▶ **Some records**:
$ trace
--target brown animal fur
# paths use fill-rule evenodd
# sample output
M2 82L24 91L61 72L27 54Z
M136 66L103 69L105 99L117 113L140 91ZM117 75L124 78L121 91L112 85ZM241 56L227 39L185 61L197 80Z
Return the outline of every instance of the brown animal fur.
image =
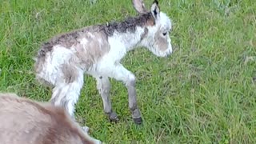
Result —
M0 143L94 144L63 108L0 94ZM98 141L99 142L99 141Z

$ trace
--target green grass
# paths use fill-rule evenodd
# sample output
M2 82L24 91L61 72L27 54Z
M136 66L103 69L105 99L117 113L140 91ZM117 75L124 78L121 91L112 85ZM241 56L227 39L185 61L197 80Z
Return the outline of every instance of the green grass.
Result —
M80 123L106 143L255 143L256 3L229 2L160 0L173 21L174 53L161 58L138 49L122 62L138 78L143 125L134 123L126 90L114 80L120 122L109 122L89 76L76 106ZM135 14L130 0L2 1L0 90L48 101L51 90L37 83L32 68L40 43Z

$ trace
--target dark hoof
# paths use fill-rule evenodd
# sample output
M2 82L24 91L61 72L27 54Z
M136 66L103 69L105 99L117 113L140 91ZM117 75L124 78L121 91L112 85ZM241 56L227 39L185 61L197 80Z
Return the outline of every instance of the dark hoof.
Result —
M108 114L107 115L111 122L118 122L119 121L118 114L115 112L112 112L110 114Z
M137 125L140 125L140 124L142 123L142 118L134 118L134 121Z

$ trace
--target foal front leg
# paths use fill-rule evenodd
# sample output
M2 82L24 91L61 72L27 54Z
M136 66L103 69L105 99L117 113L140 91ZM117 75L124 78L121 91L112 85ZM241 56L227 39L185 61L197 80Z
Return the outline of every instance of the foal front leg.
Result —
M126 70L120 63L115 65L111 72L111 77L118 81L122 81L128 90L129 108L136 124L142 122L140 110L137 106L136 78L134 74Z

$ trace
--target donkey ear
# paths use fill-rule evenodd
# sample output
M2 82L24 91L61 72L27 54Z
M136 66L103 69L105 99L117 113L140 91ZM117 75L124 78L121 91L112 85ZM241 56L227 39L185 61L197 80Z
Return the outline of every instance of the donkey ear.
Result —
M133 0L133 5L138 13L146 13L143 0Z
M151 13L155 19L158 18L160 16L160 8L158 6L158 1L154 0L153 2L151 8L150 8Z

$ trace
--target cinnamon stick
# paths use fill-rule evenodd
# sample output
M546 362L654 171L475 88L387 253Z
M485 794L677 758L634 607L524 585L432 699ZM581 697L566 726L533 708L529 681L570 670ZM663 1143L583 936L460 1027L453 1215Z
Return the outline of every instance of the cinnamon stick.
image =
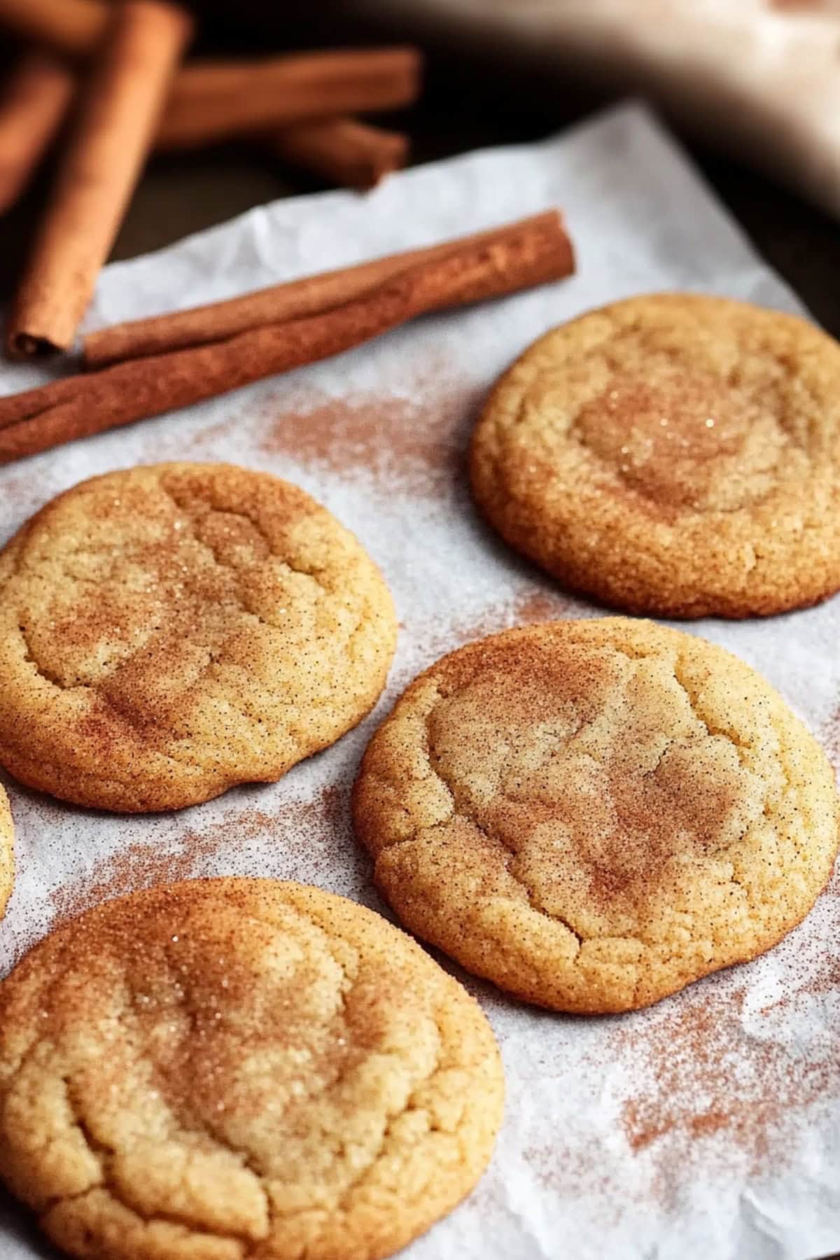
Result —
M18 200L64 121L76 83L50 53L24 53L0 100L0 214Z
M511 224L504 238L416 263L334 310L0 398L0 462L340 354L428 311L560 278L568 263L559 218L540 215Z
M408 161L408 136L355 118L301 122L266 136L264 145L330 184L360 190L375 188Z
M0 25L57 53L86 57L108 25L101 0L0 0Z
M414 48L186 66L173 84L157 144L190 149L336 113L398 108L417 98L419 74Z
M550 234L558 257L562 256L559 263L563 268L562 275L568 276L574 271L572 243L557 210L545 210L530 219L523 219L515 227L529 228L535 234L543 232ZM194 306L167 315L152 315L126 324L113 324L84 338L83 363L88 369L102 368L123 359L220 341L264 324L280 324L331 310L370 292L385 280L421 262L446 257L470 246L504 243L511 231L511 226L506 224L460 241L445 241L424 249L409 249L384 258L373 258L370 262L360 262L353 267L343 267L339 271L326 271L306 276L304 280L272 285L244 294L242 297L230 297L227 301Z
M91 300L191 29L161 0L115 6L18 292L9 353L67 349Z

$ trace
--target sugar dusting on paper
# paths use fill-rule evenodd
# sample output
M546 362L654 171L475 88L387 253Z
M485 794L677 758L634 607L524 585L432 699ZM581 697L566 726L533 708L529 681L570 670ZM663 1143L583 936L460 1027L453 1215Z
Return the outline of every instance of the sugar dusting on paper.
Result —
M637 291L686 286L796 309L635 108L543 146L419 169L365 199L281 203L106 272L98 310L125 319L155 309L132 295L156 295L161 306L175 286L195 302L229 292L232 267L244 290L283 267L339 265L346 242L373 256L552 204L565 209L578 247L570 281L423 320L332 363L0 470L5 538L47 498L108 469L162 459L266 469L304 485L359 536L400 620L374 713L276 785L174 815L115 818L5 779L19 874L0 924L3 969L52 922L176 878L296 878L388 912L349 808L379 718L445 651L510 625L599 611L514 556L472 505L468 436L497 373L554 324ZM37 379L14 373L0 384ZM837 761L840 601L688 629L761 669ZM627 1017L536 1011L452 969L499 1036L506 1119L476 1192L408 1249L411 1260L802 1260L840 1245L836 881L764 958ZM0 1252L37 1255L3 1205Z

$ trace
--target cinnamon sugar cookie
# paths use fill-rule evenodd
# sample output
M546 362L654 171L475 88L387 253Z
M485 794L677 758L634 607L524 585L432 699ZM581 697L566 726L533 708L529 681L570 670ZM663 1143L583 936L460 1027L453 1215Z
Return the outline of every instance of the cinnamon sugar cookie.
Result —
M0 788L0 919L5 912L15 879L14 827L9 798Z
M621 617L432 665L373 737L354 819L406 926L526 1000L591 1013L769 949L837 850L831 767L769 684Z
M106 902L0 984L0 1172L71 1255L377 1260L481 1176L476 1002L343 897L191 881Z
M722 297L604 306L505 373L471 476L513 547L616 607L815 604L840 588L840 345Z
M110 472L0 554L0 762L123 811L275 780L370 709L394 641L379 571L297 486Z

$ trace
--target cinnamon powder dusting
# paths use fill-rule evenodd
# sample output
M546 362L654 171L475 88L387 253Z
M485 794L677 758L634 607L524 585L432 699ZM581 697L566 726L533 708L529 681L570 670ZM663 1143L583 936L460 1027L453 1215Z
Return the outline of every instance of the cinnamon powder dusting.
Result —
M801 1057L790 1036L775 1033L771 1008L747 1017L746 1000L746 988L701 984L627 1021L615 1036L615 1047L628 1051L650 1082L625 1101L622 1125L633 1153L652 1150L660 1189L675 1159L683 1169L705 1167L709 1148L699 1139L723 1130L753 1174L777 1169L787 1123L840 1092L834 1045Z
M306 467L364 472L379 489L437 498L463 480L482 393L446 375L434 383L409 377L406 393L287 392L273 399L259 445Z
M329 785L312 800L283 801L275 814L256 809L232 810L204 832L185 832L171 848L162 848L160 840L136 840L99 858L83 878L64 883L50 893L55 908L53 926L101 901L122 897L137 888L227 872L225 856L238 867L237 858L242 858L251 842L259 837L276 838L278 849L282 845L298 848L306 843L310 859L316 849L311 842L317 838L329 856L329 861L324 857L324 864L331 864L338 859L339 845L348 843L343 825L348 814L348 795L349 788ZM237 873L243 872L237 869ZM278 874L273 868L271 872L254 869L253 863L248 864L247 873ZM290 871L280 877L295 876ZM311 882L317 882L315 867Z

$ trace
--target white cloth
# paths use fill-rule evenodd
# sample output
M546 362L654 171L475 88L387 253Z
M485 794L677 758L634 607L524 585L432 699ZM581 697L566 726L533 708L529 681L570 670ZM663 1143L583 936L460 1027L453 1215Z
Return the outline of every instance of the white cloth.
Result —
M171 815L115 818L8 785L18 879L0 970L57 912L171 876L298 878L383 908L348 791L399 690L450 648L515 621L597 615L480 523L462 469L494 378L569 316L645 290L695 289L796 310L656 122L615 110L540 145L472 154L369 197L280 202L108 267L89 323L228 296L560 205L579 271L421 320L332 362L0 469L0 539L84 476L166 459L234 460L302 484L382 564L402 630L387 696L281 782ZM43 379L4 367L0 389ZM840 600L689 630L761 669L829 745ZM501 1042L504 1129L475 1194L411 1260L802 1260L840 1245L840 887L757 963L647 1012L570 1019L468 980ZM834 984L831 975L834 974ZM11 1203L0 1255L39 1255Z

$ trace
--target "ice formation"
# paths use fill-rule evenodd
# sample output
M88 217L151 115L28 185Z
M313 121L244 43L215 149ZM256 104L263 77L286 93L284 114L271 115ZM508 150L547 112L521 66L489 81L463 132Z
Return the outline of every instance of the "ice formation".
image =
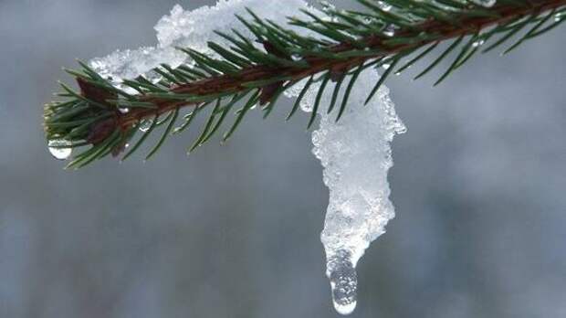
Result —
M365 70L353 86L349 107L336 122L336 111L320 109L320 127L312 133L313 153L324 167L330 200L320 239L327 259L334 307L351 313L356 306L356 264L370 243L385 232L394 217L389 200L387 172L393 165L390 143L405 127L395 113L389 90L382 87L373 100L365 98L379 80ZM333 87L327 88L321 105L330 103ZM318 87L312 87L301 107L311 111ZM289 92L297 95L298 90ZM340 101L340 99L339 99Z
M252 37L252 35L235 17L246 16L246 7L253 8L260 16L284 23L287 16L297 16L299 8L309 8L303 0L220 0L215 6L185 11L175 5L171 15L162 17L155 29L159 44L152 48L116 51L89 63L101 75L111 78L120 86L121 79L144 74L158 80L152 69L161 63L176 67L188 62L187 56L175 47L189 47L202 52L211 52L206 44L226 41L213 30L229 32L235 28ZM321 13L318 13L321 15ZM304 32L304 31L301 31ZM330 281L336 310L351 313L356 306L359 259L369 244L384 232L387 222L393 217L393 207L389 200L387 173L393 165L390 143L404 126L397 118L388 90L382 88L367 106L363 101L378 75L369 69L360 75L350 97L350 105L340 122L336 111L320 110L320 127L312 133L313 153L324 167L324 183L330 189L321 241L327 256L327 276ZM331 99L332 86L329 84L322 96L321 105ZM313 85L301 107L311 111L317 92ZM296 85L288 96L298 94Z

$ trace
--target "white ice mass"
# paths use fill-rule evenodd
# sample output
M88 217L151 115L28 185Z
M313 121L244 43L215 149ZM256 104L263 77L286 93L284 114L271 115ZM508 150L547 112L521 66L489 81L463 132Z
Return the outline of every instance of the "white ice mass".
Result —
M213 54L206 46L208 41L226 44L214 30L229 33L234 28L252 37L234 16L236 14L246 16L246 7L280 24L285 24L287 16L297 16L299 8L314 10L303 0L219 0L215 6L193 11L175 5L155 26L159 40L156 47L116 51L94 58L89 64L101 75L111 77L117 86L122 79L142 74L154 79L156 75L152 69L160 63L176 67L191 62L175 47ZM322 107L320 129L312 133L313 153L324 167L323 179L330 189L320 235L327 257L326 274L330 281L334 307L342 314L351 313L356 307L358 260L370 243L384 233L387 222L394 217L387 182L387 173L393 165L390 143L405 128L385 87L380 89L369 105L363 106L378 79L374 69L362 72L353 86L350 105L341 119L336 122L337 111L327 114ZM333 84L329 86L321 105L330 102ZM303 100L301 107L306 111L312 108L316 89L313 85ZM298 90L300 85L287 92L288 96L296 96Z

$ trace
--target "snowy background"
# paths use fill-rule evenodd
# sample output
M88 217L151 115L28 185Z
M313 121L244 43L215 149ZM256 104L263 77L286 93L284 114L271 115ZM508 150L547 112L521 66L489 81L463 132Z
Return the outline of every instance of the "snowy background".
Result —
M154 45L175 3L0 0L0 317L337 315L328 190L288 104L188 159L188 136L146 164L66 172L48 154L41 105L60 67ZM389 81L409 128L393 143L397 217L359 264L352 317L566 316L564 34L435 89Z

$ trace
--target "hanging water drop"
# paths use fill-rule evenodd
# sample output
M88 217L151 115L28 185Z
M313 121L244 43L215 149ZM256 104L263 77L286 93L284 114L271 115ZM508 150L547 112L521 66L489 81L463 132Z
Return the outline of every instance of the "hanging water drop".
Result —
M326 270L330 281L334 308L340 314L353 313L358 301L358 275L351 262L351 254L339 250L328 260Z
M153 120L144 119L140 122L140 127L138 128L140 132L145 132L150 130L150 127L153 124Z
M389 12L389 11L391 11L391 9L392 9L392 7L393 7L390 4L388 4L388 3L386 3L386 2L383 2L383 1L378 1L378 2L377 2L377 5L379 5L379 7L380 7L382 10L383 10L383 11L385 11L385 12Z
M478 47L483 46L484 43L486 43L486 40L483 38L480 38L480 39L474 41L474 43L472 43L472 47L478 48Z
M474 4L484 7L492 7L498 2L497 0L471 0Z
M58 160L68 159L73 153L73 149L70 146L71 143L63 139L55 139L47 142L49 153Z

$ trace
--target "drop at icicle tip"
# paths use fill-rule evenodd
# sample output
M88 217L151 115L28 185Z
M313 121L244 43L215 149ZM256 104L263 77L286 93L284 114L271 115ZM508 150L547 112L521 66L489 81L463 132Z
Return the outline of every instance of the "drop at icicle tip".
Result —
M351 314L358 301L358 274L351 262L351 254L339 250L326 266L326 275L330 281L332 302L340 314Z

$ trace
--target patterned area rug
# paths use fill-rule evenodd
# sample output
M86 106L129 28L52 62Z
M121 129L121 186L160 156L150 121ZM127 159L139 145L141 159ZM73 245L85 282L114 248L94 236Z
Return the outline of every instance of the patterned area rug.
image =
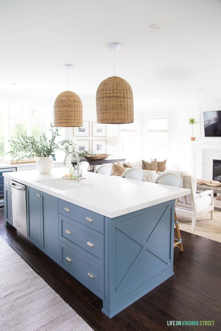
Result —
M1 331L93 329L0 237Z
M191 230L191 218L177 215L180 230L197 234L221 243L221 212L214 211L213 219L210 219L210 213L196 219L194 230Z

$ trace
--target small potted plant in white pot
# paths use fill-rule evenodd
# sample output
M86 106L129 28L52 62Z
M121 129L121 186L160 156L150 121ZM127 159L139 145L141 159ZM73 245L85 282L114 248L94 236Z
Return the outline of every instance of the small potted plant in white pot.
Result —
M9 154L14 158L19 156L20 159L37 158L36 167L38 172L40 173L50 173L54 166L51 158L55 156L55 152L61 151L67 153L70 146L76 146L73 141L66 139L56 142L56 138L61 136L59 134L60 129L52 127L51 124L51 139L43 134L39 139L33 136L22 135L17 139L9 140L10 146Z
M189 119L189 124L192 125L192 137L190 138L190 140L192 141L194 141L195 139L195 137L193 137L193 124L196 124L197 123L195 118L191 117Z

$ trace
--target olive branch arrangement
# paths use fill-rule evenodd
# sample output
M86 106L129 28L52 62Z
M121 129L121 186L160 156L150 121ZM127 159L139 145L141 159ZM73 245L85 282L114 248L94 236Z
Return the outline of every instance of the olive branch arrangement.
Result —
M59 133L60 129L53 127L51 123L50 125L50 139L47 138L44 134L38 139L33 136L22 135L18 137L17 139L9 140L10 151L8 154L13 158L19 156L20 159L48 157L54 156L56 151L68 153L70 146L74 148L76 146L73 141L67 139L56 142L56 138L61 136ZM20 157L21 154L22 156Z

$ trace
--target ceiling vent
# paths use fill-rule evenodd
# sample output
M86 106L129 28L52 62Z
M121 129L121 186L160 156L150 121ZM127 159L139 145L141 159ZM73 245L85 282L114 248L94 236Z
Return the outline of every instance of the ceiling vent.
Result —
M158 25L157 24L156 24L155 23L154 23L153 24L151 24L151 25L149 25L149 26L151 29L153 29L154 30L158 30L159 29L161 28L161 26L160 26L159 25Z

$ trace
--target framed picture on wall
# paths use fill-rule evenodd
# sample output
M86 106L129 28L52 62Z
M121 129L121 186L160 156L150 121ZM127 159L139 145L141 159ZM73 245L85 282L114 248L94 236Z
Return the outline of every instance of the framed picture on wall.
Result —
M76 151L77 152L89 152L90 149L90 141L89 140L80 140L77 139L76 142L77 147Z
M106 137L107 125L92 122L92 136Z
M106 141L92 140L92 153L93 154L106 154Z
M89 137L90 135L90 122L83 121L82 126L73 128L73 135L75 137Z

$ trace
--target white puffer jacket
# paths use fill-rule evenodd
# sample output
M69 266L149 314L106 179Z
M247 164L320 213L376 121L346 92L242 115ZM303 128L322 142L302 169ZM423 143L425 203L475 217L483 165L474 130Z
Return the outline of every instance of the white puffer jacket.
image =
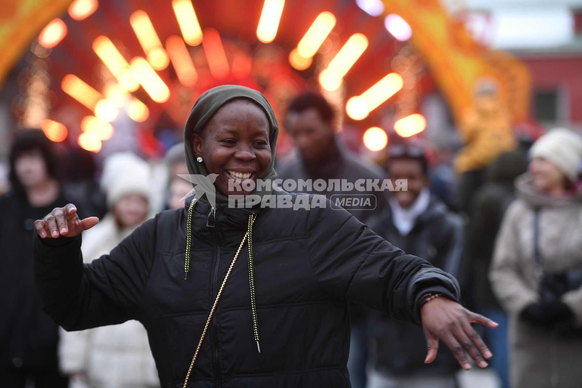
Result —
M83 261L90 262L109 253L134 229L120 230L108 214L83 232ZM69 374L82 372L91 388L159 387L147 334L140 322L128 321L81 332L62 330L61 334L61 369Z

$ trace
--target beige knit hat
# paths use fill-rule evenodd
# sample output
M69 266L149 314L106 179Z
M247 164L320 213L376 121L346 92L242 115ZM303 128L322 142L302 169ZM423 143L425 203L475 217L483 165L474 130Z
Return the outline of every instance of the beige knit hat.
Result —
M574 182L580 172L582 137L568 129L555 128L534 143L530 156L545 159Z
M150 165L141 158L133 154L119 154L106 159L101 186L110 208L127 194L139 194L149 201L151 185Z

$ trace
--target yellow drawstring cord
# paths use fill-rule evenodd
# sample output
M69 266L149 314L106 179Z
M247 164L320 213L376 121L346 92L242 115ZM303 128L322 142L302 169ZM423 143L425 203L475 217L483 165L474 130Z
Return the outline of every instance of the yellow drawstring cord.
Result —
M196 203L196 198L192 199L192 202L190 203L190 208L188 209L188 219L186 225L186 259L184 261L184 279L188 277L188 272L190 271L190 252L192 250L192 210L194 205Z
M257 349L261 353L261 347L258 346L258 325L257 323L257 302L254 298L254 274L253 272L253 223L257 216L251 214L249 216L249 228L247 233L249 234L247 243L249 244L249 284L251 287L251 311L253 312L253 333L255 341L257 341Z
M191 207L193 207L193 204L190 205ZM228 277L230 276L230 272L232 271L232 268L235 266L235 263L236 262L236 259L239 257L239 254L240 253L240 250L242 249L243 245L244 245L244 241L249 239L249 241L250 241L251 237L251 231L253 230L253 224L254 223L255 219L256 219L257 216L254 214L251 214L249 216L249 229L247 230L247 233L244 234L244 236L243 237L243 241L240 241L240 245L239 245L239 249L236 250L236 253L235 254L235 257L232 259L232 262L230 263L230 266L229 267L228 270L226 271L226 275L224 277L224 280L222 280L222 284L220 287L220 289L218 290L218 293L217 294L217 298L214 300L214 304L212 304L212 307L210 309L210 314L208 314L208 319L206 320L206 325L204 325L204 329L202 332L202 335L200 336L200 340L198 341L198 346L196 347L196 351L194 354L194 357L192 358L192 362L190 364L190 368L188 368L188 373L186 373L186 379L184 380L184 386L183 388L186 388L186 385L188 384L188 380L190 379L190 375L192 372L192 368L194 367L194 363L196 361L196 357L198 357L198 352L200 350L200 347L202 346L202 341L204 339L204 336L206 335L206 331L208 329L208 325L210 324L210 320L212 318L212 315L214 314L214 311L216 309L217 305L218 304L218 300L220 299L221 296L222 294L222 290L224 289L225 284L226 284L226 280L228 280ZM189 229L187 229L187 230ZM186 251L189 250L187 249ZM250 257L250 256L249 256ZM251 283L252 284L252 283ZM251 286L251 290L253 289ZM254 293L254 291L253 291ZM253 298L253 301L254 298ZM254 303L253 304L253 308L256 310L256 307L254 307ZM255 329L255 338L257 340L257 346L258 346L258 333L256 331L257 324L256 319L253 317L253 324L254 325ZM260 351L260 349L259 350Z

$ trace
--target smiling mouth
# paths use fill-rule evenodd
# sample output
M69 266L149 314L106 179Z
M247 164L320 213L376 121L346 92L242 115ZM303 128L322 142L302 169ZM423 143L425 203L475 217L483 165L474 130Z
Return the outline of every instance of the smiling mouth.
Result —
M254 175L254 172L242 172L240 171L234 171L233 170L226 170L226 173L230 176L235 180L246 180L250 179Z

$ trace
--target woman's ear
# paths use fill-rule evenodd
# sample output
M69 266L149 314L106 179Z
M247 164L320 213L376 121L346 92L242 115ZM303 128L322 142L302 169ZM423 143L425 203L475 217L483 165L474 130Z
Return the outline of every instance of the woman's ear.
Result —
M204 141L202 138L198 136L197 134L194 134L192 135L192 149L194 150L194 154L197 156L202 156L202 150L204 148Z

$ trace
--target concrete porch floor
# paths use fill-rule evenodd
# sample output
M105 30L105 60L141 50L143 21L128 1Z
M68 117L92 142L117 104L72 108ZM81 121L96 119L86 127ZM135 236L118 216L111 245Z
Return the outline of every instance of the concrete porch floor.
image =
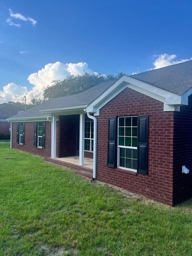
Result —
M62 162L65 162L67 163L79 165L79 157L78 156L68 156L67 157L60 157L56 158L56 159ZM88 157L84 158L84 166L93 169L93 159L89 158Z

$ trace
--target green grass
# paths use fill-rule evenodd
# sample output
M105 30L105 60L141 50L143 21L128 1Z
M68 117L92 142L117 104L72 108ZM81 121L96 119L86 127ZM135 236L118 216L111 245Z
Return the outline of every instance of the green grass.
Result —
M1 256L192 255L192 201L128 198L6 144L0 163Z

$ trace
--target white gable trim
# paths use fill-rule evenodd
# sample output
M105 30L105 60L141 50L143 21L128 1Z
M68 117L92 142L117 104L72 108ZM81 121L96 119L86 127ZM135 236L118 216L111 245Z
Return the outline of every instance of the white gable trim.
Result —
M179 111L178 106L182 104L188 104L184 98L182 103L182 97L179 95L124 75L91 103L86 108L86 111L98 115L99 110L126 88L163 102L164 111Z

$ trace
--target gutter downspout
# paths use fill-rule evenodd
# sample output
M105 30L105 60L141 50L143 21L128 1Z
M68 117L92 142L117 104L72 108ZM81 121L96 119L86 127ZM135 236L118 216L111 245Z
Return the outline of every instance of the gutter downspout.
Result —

▶ **Exercise brief**: Pull out every line of the listing above that contains the string "jacket", matching case exactly.

▶ **Finished exercise**:
--target white puffer jacket
Return the outline of every instance of the white puffer jacket.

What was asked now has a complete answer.